**HOW TO COMPLETE THIS TASK:**
Using the records that follow, work out the number of lines with the word "compact" in them; reply with that number only.

**INFORMATION SHOWN:**
______

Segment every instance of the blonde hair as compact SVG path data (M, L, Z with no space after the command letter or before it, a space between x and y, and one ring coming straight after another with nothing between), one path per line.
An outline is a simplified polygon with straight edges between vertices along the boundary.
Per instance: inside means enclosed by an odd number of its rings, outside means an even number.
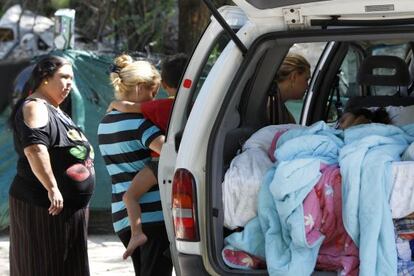
M160 73L148 61L134 61L131 56L122 54L115 58L114 66L116 69L112 70L109 77L118 100L127 98L129 93L135 93L138 84L151 89L161 83Z
M310 64L299 54L288 54L277 71L276 81L282 82L286 80L294 71L297 71L299 74L310 72Z

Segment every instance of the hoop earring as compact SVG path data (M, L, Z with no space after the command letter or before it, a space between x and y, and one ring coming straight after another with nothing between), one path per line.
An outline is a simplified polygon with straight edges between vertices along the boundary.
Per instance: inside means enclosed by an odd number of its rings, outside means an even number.
M44 84L45 84L45 85L47 85L48 83L49 83L48 81L45 81L45 82L44 82Z

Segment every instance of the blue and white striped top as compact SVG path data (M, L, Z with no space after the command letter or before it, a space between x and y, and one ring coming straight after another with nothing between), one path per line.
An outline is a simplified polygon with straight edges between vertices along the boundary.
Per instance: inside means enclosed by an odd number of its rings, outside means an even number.
M111 209L116 233L129 229L122 196L134 176L151 160L149 145L159 135L160 129L139 113L111 111L99 124L99 149L112 179ZM143 224L164 220L158 186L141 197L140 205Z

______

**RESULT FOR THIS TASK:**
3